── SELECTION
How Bleach Affects Tensile Strength of the Hair
- Beth Minardi
- 3 hours ago
- 2 min read
This scientific information from chemist C. R. Robbins, and from my salon experience.
A major side reaction of bleach application and processing on the hair. Remember this: In order to bleach the hair, hair lighteners ( bleach), must penetrate not only through the hair’s cuticle… but must also invade deeply into the cortex so that it can begin dissolving melanin ( color) within the hair fiber. This is how the hair lightens.
────
── PROVIDED INFORMATION
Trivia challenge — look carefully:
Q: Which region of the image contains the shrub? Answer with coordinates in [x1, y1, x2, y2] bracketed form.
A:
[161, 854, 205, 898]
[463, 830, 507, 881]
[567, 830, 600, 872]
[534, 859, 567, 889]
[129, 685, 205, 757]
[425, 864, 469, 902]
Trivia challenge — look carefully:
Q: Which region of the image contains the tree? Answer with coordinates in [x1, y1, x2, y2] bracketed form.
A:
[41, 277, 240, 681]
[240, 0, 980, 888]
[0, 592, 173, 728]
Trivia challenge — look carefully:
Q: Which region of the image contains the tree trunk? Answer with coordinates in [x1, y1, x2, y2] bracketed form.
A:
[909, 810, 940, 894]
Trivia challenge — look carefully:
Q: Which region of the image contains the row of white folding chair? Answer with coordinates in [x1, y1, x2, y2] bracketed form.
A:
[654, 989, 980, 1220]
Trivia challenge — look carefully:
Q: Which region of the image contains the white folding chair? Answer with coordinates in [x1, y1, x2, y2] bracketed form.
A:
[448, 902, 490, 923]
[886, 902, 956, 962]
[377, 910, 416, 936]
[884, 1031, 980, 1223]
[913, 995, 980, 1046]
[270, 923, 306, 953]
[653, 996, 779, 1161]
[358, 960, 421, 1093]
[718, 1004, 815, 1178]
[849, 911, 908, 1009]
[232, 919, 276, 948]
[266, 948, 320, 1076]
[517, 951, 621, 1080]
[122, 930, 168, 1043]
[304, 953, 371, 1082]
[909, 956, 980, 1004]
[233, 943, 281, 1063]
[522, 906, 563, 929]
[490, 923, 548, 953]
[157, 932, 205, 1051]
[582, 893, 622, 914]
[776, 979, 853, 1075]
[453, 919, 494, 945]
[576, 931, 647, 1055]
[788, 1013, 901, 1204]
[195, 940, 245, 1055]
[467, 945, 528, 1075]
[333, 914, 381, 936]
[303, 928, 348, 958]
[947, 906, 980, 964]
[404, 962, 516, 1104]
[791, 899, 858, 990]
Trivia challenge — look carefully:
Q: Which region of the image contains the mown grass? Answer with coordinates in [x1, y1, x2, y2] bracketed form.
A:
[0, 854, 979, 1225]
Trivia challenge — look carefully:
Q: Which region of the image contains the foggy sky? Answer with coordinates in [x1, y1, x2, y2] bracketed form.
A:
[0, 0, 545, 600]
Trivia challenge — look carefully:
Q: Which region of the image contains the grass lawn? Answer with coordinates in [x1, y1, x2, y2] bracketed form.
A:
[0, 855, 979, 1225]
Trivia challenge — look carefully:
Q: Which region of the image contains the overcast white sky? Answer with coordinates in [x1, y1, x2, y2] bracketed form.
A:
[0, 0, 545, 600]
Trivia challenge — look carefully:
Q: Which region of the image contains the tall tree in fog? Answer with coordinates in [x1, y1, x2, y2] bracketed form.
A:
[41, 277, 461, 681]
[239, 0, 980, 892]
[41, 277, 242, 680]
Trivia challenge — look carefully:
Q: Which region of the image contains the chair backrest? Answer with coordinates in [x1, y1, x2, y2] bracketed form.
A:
────
EXERCISES:
**1)** In the hair bleach text, how deep must hair lighteners penetrate besides passing through the cuticle?
**2)** From the hair bleach text, set down the passage starting at "How Bleach Affects" and ending at "the hair lightens.".
**3)** Summarize the hair bleach text in two sentences.
The entries aren't needed.

RESULTS FOR THE EXERCISE:
**1)** They must invade deeply into the cortex.

**2)**
How Bleach Affects Tensile Strength of the Hair
- Beth Minardi
- 3 hours ago
- 2 min read
This scientific information from chemist C. R. Robbins, and from my salon experience.
A major side reaction of bleach application and processing on the hair. Remember this: In order to bleach the hair, hair lighteners ( bleach), must penetrate not only through the hair’s cuticle… but must also invade deeply into the cortex so that it can begin dissolving melanin ( color) within the hair fiber. This is how the hair lightens.

**3)** Drawing on chemist C. R. Robbins and on salon experience, the piece explains how bleach lightens hair. Lighteners must pass through the cuticle and deep into the cortex, where they begin dissolving the melanin within the hair fiber.